- **Excerto do texto**
>>>

Em Portugal, as diversas dioceses costumam celebrar o Dia da Igreja Diocesana no Domingo da Santíssima Trindade, que em 2015 ocorre a 31 de Maio
Este artigo foi publicado em Julho de 2005 na Voz da
Catequese, órgão do Patriarcado de Lisboa, e em 2008, pelas Edições Salesianas, no livro O Sorriso do Catekista. De algum modo, reproduzo aqui intervenção que fiz numa reunião do Conselho Pastoral
Diocesano no Patriarcado de Lisboa que se debruçou sobre esta temática.
Adorando o
mesmo Deus que os nossos irmãos judeus e muçulmanos, que é o Deus de Abraão,
nós cristãos temos a felicidade do Baptismo, a felicidade de ser mergulhados na
intimidade da Trindade Santíssima, temos a felicidade de poder conhecer – e
digo “conhecer” e não entender – o Mistério da Trindade: nós sabemos o nome de
Deus!

<<<

- **Dados extraídos**
>>>

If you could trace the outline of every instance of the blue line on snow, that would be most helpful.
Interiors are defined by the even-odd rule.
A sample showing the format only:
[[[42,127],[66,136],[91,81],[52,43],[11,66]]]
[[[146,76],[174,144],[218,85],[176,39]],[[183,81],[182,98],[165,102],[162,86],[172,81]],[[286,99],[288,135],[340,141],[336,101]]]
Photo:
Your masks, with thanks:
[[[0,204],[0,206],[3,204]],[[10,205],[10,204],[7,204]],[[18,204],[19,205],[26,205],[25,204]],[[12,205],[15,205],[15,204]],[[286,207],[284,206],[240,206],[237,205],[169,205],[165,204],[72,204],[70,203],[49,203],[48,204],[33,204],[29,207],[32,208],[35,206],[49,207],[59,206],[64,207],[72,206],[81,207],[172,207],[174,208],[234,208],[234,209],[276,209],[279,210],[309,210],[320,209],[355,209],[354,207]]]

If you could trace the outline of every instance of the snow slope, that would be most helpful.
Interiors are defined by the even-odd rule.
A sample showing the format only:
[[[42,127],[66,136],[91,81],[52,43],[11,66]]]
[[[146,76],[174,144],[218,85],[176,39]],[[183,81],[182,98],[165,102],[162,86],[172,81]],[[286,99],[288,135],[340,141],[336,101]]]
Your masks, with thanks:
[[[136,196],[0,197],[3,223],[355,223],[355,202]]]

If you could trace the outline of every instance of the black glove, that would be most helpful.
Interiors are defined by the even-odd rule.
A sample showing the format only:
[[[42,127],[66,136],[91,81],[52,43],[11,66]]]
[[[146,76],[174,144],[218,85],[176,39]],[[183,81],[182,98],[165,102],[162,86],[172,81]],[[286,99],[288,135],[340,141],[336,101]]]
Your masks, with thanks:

<<<

- **Requisitos do exercício**
a. Por favor, repita sem qualquer alteração tudo o que vai da linha dos registos que contém "slope, that would be most helpful." até ao fim dos registos.
b. Continue o texto sobre a Santíssima Trindade a partir do ponto em que termina.

- **Respostas**
a.
If you could trace the outline of every instance of the snow slope, that would be most helpful.
Interiors are defined by the even-odd rule.
A sample showing the format only:
[[[42,127],[66,136],[91,81],[52,43],[11,66]]]
[[[146,76],[174,144],[218,85],[176,39]],[[183,81],[182,98],[165,102],[162,86],[172,81]],[[286,99],[288,135],[340,141],[336,101]]]
Your masks, with thanks:
[[[136,196],[0,197],[3,223],[355,223],[355,202]]]

If you could trace the outline of every instance of the black glove, that would be most helpful.
Interiors are defined by the even-odd rule.
A sample showing the format only:
[[[42,127],[66,136],[91,81],[52,43],[11,66]]]
[[[146,76],[174,144],[218,85],[176,39]],[[183,81],[182,98],[165,102],[162,86],[172,81]],[[286,99],[288,135],[340,141],[336,101]]]
Your masks, with thanks:

b.
O mandamento
de Cristo “Amai-vos” toma forma muito concreta à luz do entendimento do
Mistério do Baptismo, porque emana da própria Caridade que é o elo e a relação,
que nós conhecemos, entre as três pessoas da Santíssima Trindade. A comunidade
de Caridade, a família do amor pleno, que são o Pai o Filho e o Espírito Santo.
Esta mensagem evangélica foi compreendida de
forma muito clara pelos nossos irmãos da Coreia. Nesta nação aconteceu quase
tudo ao contrário do que é comum na história da evangelização. Não houve
missionários para anunciar o Evangelho. Essa tarefa foi confiada à acção do
Espírito Santo e de alguns homens de coração aberto e generoso, ansiosos por
encontrar Deus.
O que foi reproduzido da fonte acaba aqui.